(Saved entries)
=-=-=-=-=

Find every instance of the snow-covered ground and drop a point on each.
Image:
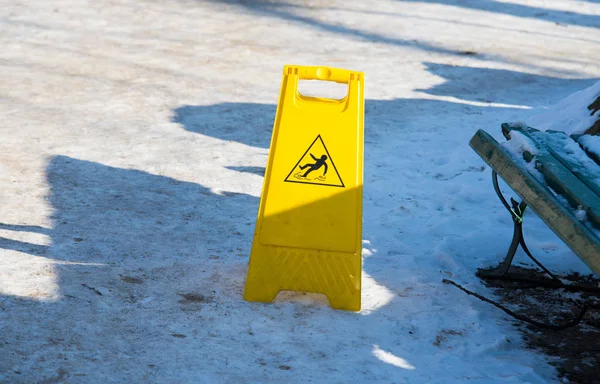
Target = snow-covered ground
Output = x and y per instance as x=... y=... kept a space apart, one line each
x=134 y=135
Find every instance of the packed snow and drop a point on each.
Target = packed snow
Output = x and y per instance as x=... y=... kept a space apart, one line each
x=570 y=115
x=132 y=152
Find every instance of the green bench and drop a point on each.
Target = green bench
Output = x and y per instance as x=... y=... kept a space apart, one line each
x=557 y=176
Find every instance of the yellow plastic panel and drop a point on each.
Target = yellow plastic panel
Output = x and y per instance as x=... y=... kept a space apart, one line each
x=309 y=227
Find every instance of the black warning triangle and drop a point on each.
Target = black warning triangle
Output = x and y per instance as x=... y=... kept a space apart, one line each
x=316 y=167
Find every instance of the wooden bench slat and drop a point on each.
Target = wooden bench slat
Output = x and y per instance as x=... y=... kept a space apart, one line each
x=585 y=141
x=581 y=239
x=568 y=175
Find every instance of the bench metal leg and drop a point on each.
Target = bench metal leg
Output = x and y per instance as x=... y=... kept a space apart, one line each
x=517 y=211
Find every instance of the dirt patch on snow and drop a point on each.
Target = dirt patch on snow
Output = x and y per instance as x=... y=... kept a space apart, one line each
x=574 y=351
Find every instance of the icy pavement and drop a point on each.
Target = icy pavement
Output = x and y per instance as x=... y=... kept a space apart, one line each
x=133 y=141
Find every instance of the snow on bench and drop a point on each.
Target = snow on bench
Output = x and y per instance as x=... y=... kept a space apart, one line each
x=558 y=176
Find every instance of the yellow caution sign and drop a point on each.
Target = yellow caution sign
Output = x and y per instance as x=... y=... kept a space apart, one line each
x=308 y=234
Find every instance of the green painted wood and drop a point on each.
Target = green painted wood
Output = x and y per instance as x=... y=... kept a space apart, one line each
x=581 y=239
x=572 y=175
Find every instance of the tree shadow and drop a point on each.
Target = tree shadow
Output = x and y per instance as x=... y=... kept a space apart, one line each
x=287 y=10
x=520 y=10
x=501 y=85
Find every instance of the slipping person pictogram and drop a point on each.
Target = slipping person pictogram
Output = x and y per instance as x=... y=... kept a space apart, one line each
x=311 y=169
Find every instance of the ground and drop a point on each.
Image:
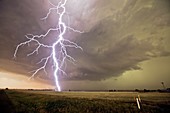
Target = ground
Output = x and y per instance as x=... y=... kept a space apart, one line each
x=24 y=101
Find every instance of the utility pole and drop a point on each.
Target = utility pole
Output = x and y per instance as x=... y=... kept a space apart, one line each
x=163 y=85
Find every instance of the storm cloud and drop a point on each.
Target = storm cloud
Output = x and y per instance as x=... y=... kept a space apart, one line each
x=117 y=36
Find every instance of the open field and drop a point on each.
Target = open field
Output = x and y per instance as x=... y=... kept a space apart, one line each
x=24 y=101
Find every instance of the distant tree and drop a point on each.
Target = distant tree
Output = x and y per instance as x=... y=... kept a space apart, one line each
x=145 y=90
x=110 y=90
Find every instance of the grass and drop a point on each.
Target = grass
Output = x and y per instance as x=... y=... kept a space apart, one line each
x=87 y=102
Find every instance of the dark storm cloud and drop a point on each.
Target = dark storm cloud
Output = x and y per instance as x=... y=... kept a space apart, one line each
x=119 y=43
x=116 y=39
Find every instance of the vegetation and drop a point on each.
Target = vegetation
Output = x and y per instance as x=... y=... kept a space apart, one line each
x=87 y=102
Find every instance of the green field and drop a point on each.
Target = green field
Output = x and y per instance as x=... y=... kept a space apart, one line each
x=87 y=102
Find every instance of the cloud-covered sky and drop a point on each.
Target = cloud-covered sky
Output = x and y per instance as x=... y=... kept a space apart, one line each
x=125 y=42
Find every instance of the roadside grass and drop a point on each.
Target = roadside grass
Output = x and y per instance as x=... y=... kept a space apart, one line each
x=87 y=102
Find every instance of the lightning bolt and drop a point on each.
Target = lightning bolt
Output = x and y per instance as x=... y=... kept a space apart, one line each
x=59 y=56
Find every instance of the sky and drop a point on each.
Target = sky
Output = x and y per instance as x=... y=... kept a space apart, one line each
x=125 y=44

=-=-=-=-=

The answer must consist of every line from the entries that holds the string "grass".

Find every instance of the grass and drop a point on each.
Target = grass
Find every instance of the roadside grass and drop a point on each.
Target = roadside grass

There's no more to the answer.